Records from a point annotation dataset
+--
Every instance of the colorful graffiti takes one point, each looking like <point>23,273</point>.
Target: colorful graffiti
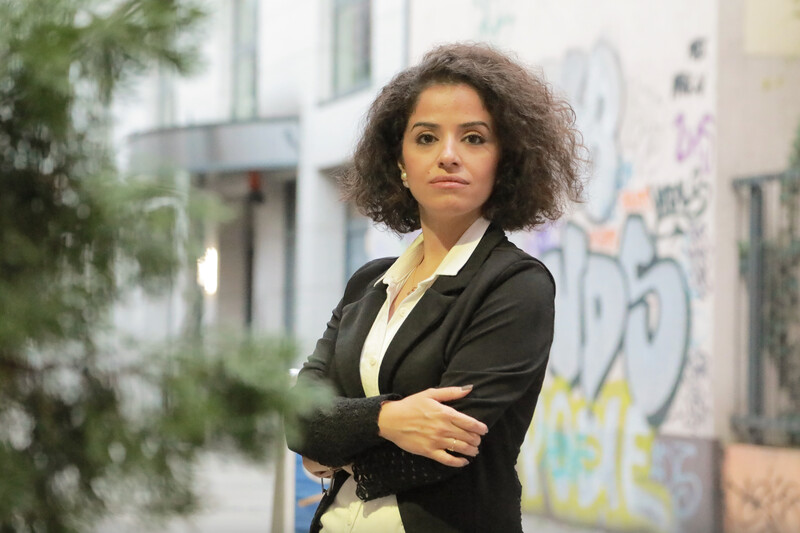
<point>627,361</point>
<point>636,300</point>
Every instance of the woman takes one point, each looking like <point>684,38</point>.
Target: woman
+--
• _Task instructions_
Return every line of the records above verbatim, omitting the pictures from your answer.

• _Answer to the task_
Every instance of the colorful graffiti takes one point, each looking like <point>23,273</point>.
Target: colorful graffiti
<point>627,361</point>
<point>636,300</point>
Every instance of the woman takes one point, each looking like <point>684,38</point>.
Target: woman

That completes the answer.